[Excerpt to read]
>>>>>

Skip to Main Content

Find Case LawBeta

Judgments and decisions from 2001 onwards

Uddin, R. v

[2010] EWHC 90170 (Costs)

SCCO Ref: 324/09

Dated: 13th January 2010

ON APPEAL FROM REDETERMINATION

REGINA v UDDIN

CROWN COURT AT BLACKFRIARS

APPEAL PURSUANT TO PARAGRAPH 21 OF SCHEDULE 1 OF THE CRIMINAL DEFENCE SERVICE (FUNDING) ORDER 2001 / ARTICLE 30 OF THE CRIMINAL DEFENCE SERVICE (FUNDING) ORDER 2007

CASE NO: T2009 7057

LEGAL SERVICES COMMISSION CASE

DATE OF REASONS: 2nd September 2009

DATE OF NOTICE OF APPEAL: 22nd September 2009

APPLICANT:

SOLICITORS

McLarty & Co

DX 32006 Walthamstow

Ref: PB/HD/ACCTS/UDDIN

The appeal has been dismissed for the reasons set out below.

ANDREW GORDON-SAKER

COSTS JUDGE

REASONS FOR DECISION

1.

This is an appeal by McLarty & Co, a firm of solicitors in Walthamstow, against the decision of the Legal Services Commission not to allow a special preparation fee for time spent watching closed circuit television footage.

2.

The solicitors were instructed to represent Shafique Uddin on a charge of rape. When, at the conclusion of the proceedings, they submitted their claim for a graduated fee, they sought also a special preparation fee for 4½ hours spent “viewing video”.

3.

A copy of the file note for that work was attached to the claim and that note recorded:

JJM viewing CCTV and checking against guide to viewing CCTV exhibits and map. In total DVDs added up to 12hrs but fast-forwarded through “sections” in line with transcript provided.

4.

At the material time paragraph 15 of Schedule 2 to the Criminal Defence Service (Funding) Order 2007 provided:

(1)

This paragraph applies where, in any case on indictment in the Crown Court in respect of which a fee is payable under part 2, any or all of the prosecution evidence, as defined in paragraph 1(2), is served in electronic form only, and the appropriate officer considers it reasonable to make a payment in excess of the fee payable under Part 2.

(2)

Where this paragraph applies, a special preparation fee may be paid in addition to the fee payable under Part 2.

5.

Paragraph 1(2) of Schedule 2 provides:

For the purpose of this Schedule, the number of pages of prosecution evidence served on the court includes all –

(a)

witness statements;

(b)

documentary and pictorial exhibits;

(c)

records of interviews with the assisted person; and

(d)

records of interviews with other defendants

which form part of the committal or served prosecution documents or which are included in any notice of additional evidence, but does not include any document provided on CD-Rom or by other means of electronic communication.

<<<<<

[Collected material]
>>>>>

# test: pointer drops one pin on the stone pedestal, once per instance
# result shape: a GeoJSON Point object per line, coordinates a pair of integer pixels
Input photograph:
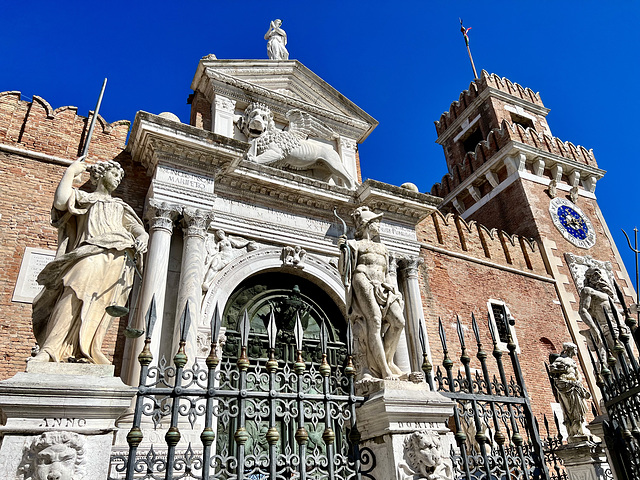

<<<<<

[Aim 1]
Using the Uddin costs decision, say whether each statement agrees with it: (a) the solicitors claimed a special preparation fee for 4½ hours spent viewing video; (b) the DVDs totaled 12 hours and were watched in full without fast-forwarding; (c) under paragraph 1(2) of Schedule 2, the page count of prosecution evidence includes documents provided on CD-Rom.
[Aim 2]
Carry on the Uddin costs decision from the point where it stops.

[Final result 1]
(a) Yes: "they sought also a special preparation fee for 4½ hours spent “viewing video”."
(b) No: "In total DVDs added up to 12hrs but fast-forwarded through “sections” in line with transcript provided."
(c) No: "but does not include any document provided on CD-Rom or by other means of electronic communication."

[Final result 2]
6.

The Commission declined to pay a special preparation fee in this case. In their letter dated 20th August 2009 they explained:

That definition [in paragraph 1(2)] expressly refers to “pages” of prosecution evidence and “documents” provided by way of electronic communication. It is therefore impossible to equate CCTV footage to documents or pages of evidence.

Additionally, the pre-enactment history of the Order makes it clear that the intention was expressly to exclude additional payment for work such as viewing CCTV footage. Payment for this work is included in the initial fee payable pursuant to paragraphs 7 and 8 of the Order.

Finally, the Order provides a detailed and carefully formulated scheme for the calculation of fees in criminal cases. If the intention had been to permit additional fees for viewing CCTV footage then the Order would have explicitly said so.

7.

That view was reiterated in the Commission’s written reasons dated 2nd September 2009:

For the purposes of a special preparation claim the evidence served must fall within this definition, the definition as you can see refers to ‘pages’ and ‘documents’ and the said evidence must be served in an electronic format only. There is no denying that CCTV is served solely in an electronic format, however it does not fall into the definition of prosecution evidence laid out in the guidance above, as CCTV is not a document nor does it contain pages.

Your assumption that the LSC’s interpretation of paragraph 1(2) would mean that nothing would fall within the ambit of paragraph 15, as everything would be claimed as the page count is also incorrect. There are certain items that are served solely in an electronic format that are classified as pages of evidence, for example sensitive images which are served electronically due to their nature or financial documents and statements which are served on CD ROM due to their large volume, special preparation claims would be valid for viewing such information.

8.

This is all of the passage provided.